__Supplied passage__
It will display the province or municipality of users in China posting on public accounts.
Posts made by foreign users on public accounts will display the country’s IP address.
Ostensible Reason
WeChat said that the step has been taken to tackle misinformation relating to “domestic and overseas hot-topic issues”.
It didn’t elaborate further.
Apart from the private messaging service, WeChat users such as companies and bloggers can create official accounts where they can publicly post articles.
These posts are widely used in the country to share news, essays and other written content.
Just this Friday, comments left by users on some of the public posts displayed the province they were posted from.
Weibo’s Offensive Against “Undesirable” Behaviors
WeChat’s actions come just a day after Weibo, the Chinese Twitter, made the same settings permanent after testing for over a month.
It said that it was doing so in order to reduce “undesirable” behaviors such as impersonating parties, malicious rumors and to ensure the authenticity and transparency of the content.
Users’ IP addresses will be recorded, and the province or municipality they post from will be added to their posts.
The site confirmed that the functionality cannot be turned off.
Chinese TikTok Going Political
Another company Douyin, a ByteDance subsidiary and the Chinese equivalent of TikTok said that it had also added the user location display settings.

__Action item A__
Answer these about the passage on Chinese platforms showing user locations, one line each:
(i) What will posts by foreign users on WeChat public accounts display?
(ii) How long did Weibo test the settings before making them permanent?
(iii) Which company owns Douyin?
__Action item B__
Pick up the passage on Chinese platforms showing user locations at its final sentence and keep writing.

__Data records__
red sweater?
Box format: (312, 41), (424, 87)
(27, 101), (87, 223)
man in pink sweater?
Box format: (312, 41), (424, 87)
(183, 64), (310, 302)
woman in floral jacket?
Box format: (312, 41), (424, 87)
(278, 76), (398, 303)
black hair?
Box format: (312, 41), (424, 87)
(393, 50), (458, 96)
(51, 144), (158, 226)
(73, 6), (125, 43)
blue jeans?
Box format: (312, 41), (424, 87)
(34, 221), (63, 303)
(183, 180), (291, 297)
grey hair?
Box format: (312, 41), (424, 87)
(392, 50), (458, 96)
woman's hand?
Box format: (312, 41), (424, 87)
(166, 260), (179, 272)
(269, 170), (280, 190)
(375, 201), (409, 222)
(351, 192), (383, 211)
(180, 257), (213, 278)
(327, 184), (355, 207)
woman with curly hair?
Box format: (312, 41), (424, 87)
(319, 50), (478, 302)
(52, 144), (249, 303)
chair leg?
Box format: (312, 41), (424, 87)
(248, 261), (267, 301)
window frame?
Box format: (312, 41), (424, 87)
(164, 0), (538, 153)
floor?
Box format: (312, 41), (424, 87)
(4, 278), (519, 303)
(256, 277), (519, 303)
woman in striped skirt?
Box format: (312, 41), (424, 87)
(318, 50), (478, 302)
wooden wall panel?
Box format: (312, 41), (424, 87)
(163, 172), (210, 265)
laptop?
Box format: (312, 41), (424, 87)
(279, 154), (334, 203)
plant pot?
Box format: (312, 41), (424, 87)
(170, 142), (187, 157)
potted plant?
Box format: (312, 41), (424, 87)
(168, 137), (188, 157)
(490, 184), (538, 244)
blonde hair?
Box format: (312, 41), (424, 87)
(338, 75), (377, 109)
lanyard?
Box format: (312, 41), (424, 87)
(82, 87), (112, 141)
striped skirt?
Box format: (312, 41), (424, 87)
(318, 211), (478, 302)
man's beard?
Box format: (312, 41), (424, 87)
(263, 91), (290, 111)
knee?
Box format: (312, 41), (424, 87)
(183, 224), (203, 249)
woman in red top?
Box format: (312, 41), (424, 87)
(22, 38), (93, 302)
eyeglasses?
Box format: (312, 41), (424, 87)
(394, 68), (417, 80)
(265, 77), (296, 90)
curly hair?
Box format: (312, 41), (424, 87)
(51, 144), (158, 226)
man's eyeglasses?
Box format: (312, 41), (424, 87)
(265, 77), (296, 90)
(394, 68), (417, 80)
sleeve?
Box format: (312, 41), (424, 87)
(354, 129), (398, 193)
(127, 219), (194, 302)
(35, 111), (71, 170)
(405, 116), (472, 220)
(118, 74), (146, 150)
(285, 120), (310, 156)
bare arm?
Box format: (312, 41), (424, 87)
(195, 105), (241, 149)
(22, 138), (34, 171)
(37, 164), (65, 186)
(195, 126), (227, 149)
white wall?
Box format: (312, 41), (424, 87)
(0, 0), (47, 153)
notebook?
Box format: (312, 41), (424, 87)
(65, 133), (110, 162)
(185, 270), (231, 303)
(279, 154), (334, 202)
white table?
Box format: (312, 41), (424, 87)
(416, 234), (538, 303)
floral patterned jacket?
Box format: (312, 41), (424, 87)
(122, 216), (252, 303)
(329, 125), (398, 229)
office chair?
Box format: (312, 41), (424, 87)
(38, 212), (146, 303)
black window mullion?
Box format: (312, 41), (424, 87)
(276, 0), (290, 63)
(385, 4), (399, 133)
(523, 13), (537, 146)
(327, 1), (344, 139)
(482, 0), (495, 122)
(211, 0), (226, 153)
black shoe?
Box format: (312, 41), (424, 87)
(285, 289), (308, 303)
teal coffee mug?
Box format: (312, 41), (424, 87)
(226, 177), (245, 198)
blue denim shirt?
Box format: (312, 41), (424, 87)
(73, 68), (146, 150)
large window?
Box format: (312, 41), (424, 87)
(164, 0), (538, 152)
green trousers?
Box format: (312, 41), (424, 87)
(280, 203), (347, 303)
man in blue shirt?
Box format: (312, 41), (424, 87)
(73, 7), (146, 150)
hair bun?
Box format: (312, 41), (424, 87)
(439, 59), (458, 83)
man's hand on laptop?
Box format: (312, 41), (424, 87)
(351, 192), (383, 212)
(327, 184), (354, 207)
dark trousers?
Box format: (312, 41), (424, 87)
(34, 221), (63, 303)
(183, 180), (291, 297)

__Task result A__
(i) The country's IP address.
(ii) Over a month.
(iii) ByteDance.

__Task result B__
It has also asked users to report posts that criticize China’s leaders or economic policies.
All this comes in the backdrop of a charged atmosphere in China due to the surge in Covid cases and the ensuing crackdown to achieve ‘Zero Covid’.
Complete Information Control
Chinese citizens have erupted in anger at the government’s excesses such as separating children from parents, acute food shortage and other inhuman conditions.
Earlier this month, WeChat hashtags discussing food shortages were allegedly blocked.
Street signs put up by authorities have appeared in cities warning citizens against posting pandemic-related messages online.
In an attempt to pass off genuine criticism as lies, the government has advised the public to “exercise caution on the internet” as the “internet is full of perils”.